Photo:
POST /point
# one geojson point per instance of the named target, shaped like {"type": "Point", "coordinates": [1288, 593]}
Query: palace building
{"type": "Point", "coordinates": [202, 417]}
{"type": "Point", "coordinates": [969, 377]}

==

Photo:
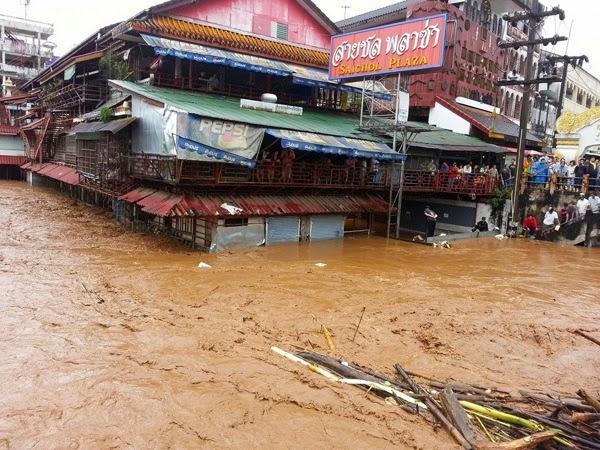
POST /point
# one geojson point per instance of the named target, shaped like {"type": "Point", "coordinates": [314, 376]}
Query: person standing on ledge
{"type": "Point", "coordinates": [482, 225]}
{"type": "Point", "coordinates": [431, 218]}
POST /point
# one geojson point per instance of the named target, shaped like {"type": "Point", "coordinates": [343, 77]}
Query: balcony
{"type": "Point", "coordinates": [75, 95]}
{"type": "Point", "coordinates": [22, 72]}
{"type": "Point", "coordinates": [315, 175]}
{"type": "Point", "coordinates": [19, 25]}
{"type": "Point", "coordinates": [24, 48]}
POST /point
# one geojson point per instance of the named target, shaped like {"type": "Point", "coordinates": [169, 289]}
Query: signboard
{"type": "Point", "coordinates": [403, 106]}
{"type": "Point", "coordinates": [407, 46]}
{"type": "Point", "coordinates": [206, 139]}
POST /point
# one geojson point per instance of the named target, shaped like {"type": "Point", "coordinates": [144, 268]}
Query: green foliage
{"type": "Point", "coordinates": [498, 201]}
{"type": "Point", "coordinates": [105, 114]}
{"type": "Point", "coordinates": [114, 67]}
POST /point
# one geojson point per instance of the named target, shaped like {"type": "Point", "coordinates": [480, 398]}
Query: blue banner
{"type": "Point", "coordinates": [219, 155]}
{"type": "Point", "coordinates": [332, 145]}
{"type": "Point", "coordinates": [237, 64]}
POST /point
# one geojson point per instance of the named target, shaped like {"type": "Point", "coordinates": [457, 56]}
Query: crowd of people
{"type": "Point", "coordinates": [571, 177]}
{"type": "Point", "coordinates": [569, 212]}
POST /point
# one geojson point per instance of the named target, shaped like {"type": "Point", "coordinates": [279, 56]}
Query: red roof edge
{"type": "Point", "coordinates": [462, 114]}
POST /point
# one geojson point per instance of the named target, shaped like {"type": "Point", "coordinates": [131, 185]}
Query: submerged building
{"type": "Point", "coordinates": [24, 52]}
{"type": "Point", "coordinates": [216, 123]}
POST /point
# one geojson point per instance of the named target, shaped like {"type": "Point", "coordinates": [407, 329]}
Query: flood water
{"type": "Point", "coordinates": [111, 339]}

Trabalho solicitado
Reúna todas as linhas das entradas acima em que aparece a palavra "Query", diferenciando maiúsculas de minúsculas.

Saída da tarefa
Query: palace building
Query: person standing on ledge
Query: balcony
Query: signboard
Query: green foliage
Query: blue banner
Query: crowd of people
Query: red roof edge
Query: submerged building
Query: flood water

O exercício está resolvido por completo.